§ MATERIAL PROVIDED
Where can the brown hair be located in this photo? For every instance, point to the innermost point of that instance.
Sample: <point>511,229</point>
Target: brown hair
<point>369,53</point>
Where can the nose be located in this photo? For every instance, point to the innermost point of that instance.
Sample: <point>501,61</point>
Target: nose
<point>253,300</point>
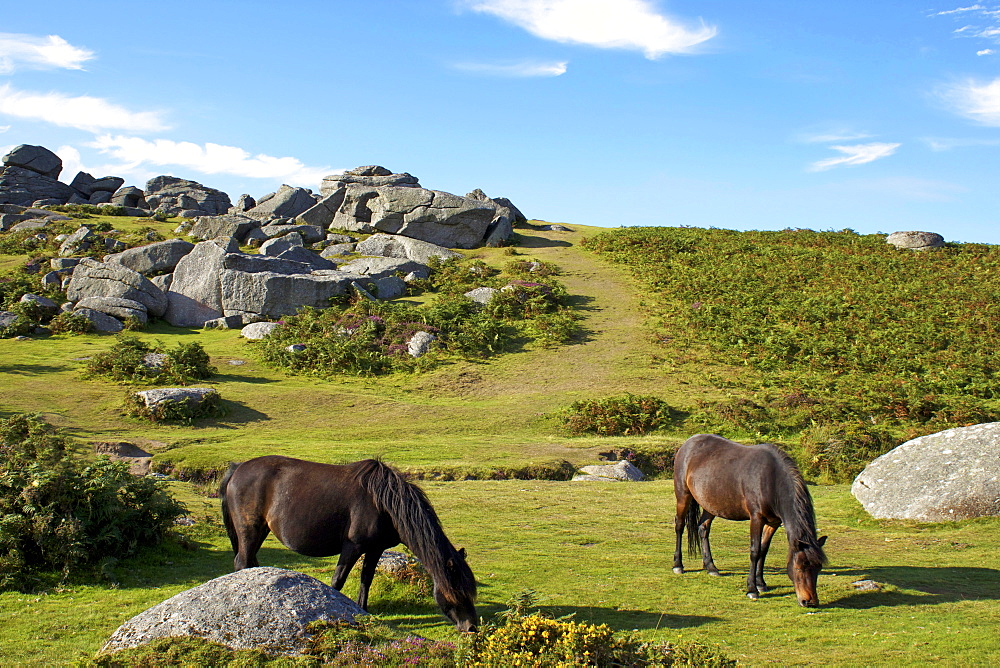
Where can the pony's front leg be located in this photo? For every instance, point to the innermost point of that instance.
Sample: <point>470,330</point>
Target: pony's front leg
<point>756,529</point>
<point>367,575</point>
<point>349,555</point>
<point>704,528</point>
<point>765,544</point>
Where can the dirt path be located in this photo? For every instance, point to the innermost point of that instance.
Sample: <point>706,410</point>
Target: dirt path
<point>614,356</point>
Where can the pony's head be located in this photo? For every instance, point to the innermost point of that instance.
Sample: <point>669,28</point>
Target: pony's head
<point>457,595</point>
<point>805,560</point>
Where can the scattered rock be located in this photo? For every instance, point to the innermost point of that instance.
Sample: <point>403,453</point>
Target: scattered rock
<point>258,330</point>
<point>177,197</point>
<point>188,395</point>
<point>915,240</point>
<point>116,307</point>
<point>619,471</point>
<point>481,295</point>
<point>101,322</point>
<point>420,343</point>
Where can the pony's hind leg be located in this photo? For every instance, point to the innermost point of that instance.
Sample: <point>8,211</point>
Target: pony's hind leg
<point>249,539</point>
<point>765,543</point>
<point>349,555</point>
<point>683,503</point>
<point>704,529</point>
<point>757,528</point>
<point>367,575</point>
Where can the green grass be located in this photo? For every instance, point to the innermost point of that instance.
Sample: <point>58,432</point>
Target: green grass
<point>600,551</point>
<point>603,551</point>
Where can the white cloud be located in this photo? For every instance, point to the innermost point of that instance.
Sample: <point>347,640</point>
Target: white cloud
<point>135,153</point>
<point>858,154</point>
<point>40,53</point>
<point>961,10</point>
<point>978,101</point>
<point>831,135</point>
<point>608,24</point>
<point>516,70</point>
<point>93,114</point>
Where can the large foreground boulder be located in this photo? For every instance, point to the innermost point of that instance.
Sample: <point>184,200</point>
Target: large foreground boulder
<point>950,475</point>
<point>256,608</point>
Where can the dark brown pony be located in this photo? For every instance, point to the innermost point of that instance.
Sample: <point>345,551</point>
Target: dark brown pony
<point>357,509</point>
<point>760,483</point>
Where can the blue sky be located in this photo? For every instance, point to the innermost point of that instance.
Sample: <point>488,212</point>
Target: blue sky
<point>874,116</point>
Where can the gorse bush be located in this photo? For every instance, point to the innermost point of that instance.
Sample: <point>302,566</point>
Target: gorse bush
<point>624,415</point>
<point>872,333</point>
<point>520,637</point>
<point>132,360</point>
<point>60,513</point>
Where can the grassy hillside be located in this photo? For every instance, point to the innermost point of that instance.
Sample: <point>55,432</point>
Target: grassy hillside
<point>603,551</point>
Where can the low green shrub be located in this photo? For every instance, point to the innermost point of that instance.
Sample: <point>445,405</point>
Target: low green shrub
<point>623,415</point>
<point>210,406</point>
<point>59,512</point>
<point>519,637</point>
<point>70,323</point>
<point>838,453</point>
<point>129,361</point>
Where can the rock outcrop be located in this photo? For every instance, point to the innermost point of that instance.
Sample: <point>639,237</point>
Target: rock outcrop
<point>372,199</point>
<point>950,475</point>
<point>255,608</point>
<point>99,279</point>
<point>915,240</point>
<point>153,258</point>
<point>181,197</point>
<point>287,202</point>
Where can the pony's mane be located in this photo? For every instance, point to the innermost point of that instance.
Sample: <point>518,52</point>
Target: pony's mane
<point>418,526</point>
<point>797,513</point>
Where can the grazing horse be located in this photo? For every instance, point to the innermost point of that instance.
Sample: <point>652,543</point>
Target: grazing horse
<point>352,510</point>
<point>760,483</point>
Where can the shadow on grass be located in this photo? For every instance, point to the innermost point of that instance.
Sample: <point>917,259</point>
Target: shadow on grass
<point>238,413</point>
<point>528,241</point>
<point>938,585</point>
<point>30,369</point>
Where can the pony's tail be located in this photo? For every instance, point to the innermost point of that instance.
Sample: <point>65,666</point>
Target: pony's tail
<point>226,518</point>
<point>691,524</point>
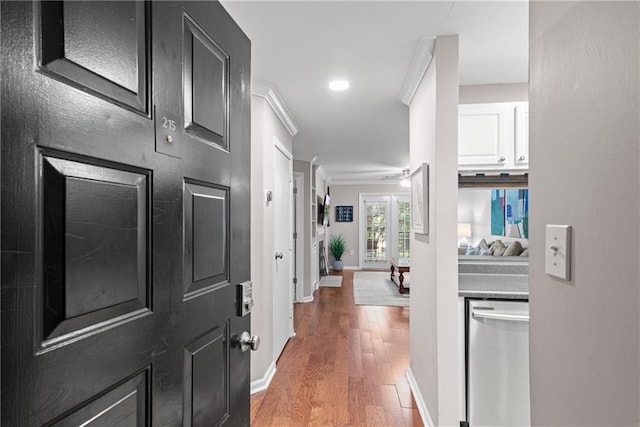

§ WORK ITEM
Leaving the pictures out, write out every entry exactly.

§ REPLY TO THE TASK
Where can the brown hair be located in this photo? For every instance, point to the innermost point of that instance.
Sample: <point>511,229</point>
Target: brown hair
<point>369,53</point>
Where can the nose be located in this photo? For every instance, point to the innermost point of that instance.
Sample: <point>501,61</point>
Target: nose
<point>253,300</point>
Where can the pony's front leg be located in this photo? For every instance, point to the innermost point of that instance.
Sample: <point>470,330</point>
Target: pony's front leg
<point>756,529</point>
<point>367,575</point>
<point>349,555</point>
<point>704,528</point>
<point>765,544</point>
Where can the dirt path be located in this photo? For every instance, point to the innermost point of that instance.
Sample: <point>706,410</point>
Target: dirt path
<point>614,356</point>
Where can the pony's head be located in this photo? For every instance, point to the innermost point of that instance.
Sample: <point>669,28</point>
Target: pony's head
<point>457,595</point>
<point>805,560</point>
Where can the scattered rock be located in this photo? For every instance, point to the innermost point of that instance.
Sample: <point>403,453</point>
Target: scattered rock
<point>258,330</point>
<point>177,197</point>
<point>188,395</point>
<point>915,240</point>
<point>116,307</point>
<point>619,471</point>
<point>481,295</point>
<point>101,322</point>
<point>420,343</point>
Where can the pony's hind leg be located in this photo? For every instance, point to the innermost point of that instance.
Sample: <point>8,211</point>
Target: pony's hind leg
<point>249,539</point>
<point>765,543</point>
<point>349,555</point>
<point>683,503</point>
<point>704,529</point>
<point>757,528</point>
<point>367,575</point>
Where can the green grass be located in this photo? For every instance, point to the innermost point of that instance.
Sample: <point>58,432</point>
Target: green grass
<point>600,551</point>
<point>603,551</point>
Where can the white cloud be located in this photo? For every instance, point to the innermost point of that instance.
Sample: <point>347,640</point>
Target: white cloud
<point>135,153</point>
<point>858,154</point>
<point>40,53</point>
<point>961,10</point>
<point>978,101</point>
<point>831,135</point>
<point>608,24</point>
<point>516,70</point>
<point>93,114</point>
Where can the large foreground boulder be located in this photo? For every instance, point to the innermost point of that instance.
Sample: <point>184,200</point>
Target: large foreground boulder
<point>950,475</point>
<point>256,608</point>
Where can the dark brown pony be located in this photo? For every instance, point to the innermost point of that instance.
Sample: <point>345,551</point>
Target: dark brown pony
<point>357,509</point>
<point>760,483</point>
Where can the blue sky be located in this photo? For every instance, point to the innermost point of that instance.
Sample: <point>488,212</point>
Target: blue sky
<point>874,116</point>
Where can the gorse bush be located in this photo? For every instance, point to the innermost point of that instance.
Sample: <point>302,566</point>
Target: gorse bush
<point>624,415</point>
<point>872,333</point>
<point>520,637</point>
<point>132,360</point>
<point>60,513</point>
Where can the grassy hillside be located in this photo? For every instance, point to the innermost point of that instance.
Sample: <point>55,432</point>
Target: grassy hillside
<point>603,551</point>
Where can the low green shrub be located in this photo? For every instance, point to the innermost point of that instance.
Sample: <point>445,405</point>
Target: low green shrub
<point>623,415</point>
<point>210,406</point>
<point>59,512</point>
<point>519,637</point>
<point>70,323</point>
<point>838,453</point>
<point>129,361</point>
Where can the rock outcrop be located in this photo? For every instance, point to the innermost point of that instance.
Sample: <point>639,237</point>
Target: rock outcrop
<point>372,199</point>
<point>950,475</point>
<point>255,608</point>
<point>99,279</point>
<point>915,240</point>
<point>153,258</point>
<point>181,197</point>
<point>287,202</point>
Where can the pony's mane be located in this photo? For every instance, point to the innermost point of that instance.
Sample: <point>518,52</point>
Target: pony's mane
<point>418,526</point>
<point>797,513</point>
Where can the grazing horse be located in this photo? For every instance, point to the innermost point of that instance.
Sample: <point>652,543</point>
Target: grazing horse
<point>352,510</point>
<point>760,483</point>
Where can the shadow on grass be located in this photo? For every instance, point to the innermost point of that instance.
Sample: <point>917,259</point>
Target: shadow on grass
<point>238,413</point>
<point>528,241</point>
<point>938,585</point>
<point>30,369</point>
Where can the pony's tail be located in this photo? For every instance, point to the innermost point of that instance.
Sample: <point>65,666</point>
Target: pony's tail
<point>226,518</point>
<point>691,524</point>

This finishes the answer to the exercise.